» PROBLEM 1:
Count the lines in the entries below that contain the word "rear", and reply with that number alone.

» SELECTED EXTRACT:
★ ★ ★ ★ ★

The Carmen Thyssenn Museum features a permanent collection of historic art housed in a beautiful renaissance 16th Century building. There are a series of regular changing exhibitions of more modern art. Recent exhibitons at the time of writing include Man Ray photography and emerging modern art in Spain before the civil war in 1936.

If modern art is your thing, there is a small Pompidou centre down by the port of Malaga. This summer’s exhibition is Breton and surrealism.

After all that sight seeing, culture and food, you might just need to relax? Book yourself into The Hammam Al Ándalus. These hammam baths are built on the site of an ancient 16th Century Roman baths and for 1.5 hours you can emerse yourself into the waters and have a deep or relaxing massage. Booking ahead during the busy summer season is advisable.

Shop.

The shops around the historic centre are a mix of traditional and modern. You’ll find shops dedicated to just hats, amazing food shops where you can choose the finest Iberico hams, or some very cool clothes & shoe shops. One of my favourite brands sold in independant shops in the UK is Paloma Nice Things but as it’s a Spanish label, there is a store in Malaga and it’s much cheaper to buy there than in the UK. We also visited Mosaico vintage shop and found a few bargains. there are several other vintage clothes shops if that’s your thing. Peninsula and Flamingo Vintage Kilo are two more and there are department stores and shopping centres further from the centre. As an antique dealer, I also try and find the local antique shops. Malaga has a couple but the best one,Antigüedades Los Remedios, was closed on my visit, even though it was supposed to be open, so I think opening hours are a bit hit and miss with the dealers here?

Eat.

I can honestly say we never ate a bad meal in Malaga. I don’t think you can go wrong with the Tapas particularly as competition is so fierce, they are all excellent and so reasonably priced. But some of the best meals we ate are below. Booking is highly recommended as these are very popular with locals and visitors to the city.

El Pimpi is currently owned by actor Antonio Banderas although is a very old establishment. Serving traditional tapas with some very unusual dishes which I’ve never tried before, the restaurant is large and bustling. There is a large terrace for alfresco dining at the front and diners who haven’t pre booked can queue at the front of the restaurant and wait for a table. We had to do this as we hadn’t pre booked and we got a table quite quickly inside as there were only 2 of us.

★ ★ ★ ★ ★

» RECORDS FOR THE TASK:
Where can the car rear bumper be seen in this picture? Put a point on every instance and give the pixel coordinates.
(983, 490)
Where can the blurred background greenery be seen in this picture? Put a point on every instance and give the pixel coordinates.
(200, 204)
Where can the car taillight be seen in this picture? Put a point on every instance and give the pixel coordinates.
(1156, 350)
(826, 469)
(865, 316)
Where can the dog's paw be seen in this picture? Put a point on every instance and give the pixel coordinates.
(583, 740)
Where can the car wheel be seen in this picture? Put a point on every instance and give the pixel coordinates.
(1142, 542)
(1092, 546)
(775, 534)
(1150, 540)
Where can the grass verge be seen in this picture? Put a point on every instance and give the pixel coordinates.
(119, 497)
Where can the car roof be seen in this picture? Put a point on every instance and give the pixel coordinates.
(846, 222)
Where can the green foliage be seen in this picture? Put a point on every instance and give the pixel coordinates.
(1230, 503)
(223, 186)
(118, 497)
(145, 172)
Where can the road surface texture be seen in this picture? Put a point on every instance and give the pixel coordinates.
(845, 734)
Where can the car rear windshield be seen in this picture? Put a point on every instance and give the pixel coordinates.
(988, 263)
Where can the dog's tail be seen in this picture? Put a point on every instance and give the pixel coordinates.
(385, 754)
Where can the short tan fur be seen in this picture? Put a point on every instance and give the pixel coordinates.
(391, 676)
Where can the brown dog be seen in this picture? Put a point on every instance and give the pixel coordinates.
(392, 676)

★ ★ ★ ★ ★

» PROBLEM 2:
Print the passage of the Malaga travel text above word for word, everything from "The Carmen Thyssenn" down to "war in 1936.".

» PROBLEM SOLUTION 1:
2

» PROBLEM SOLUTION 2:
The Carmen Thyssenn Museum features a permanent collection of historic art housed in a beautiful renaissance 16th Century building. There are a series of regular changing exhibitions of more modern art. Recent exhibitons at the time of writing include Man Ray photography and emerging modern art in Spain before the civil war in 1936.